**RECORDS SHOWN**.

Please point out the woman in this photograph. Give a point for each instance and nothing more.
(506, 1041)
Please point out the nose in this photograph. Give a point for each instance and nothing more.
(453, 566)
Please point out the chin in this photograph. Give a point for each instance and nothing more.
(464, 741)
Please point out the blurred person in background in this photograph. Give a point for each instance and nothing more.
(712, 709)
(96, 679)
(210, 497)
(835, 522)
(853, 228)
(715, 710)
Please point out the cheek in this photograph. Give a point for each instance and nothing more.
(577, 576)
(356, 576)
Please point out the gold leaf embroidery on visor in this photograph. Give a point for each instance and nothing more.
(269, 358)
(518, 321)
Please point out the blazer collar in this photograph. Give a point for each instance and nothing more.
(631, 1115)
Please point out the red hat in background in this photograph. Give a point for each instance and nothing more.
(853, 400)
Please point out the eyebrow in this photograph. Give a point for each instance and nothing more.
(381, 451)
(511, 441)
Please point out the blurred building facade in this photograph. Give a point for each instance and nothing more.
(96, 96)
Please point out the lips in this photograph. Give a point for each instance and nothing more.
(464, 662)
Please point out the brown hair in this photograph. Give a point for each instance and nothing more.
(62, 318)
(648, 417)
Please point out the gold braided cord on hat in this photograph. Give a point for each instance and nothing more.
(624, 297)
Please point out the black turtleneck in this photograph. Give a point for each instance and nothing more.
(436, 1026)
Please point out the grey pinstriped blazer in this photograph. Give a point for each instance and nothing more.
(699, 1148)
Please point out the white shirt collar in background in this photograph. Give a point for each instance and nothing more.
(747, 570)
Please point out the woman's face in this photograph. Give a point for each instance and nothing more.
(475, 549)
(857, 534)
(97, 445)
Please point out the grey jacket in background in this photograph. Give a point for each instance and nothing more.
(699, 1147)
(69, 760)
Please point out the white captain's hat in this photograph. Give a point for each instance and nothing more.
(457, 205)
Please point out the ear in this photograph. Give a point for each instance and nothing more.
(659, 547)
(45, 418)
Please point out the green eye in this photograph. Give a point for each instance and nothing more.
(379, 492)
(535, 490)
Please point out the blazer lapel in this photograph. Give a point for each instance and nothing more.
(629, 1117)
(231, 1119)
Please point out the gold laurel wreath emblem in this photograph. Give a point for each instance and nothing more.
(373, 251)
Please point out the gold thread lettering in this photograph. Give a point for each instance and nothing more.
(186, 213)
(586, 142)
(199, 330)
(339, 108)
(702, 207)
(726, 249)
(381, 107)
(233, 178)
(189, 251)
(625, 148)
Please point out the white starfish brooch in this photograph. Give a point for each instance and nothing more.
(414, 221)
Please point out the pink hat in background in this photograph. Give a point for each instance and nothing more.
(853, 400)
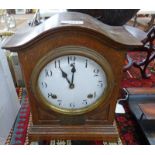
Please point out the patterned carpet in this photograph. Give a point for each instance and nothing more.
(128, 129)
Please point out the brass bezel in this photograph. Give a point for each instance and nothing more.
(72, 50)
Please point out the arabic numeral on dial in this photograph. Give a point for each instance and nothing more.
(96, 72)
(100, 84)
(71, 59)
(48, 73)
(44, 84)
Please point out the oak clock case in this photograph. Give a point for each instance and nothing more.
(86, 84)
(72, 110)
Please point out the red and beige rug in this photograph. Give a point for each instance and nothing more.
(128, 128)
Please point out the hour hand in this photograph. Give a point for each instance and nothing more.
(73, 70)
(64, 75)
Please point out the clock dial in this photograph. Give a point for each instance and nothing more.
(72, 82)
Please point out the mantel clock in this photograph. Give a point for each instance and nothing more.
(72, 66)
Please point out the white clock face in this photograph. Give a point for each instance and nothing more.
(72, 82)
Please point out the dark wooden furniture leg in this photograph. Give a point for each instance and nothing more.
(149, 47)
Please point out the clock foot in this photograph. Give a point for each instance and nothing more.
(96, 132)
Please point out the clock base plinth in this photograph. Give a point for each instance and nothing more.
(96, 132)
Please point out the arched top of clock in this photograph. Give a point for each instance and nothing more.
(114, 36)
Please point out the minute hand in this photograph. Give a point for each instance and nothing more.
(64, 75)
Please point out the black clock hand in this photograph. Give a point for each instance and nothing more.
(64, 75)
(73, 70)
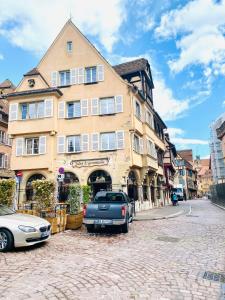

**WHAT YOU NEED TO DO**.
List every line of the records above that contains the string "dial", copying each line in full. Matching is case-sensitive.

**OUTPUT OF THE TASK**.
Please point out the arabic numeral on dial in this photograph. Give a point for each instance and nothing more.
Please point out the clock dial in this photograph. Give a point for each instance and nothing more.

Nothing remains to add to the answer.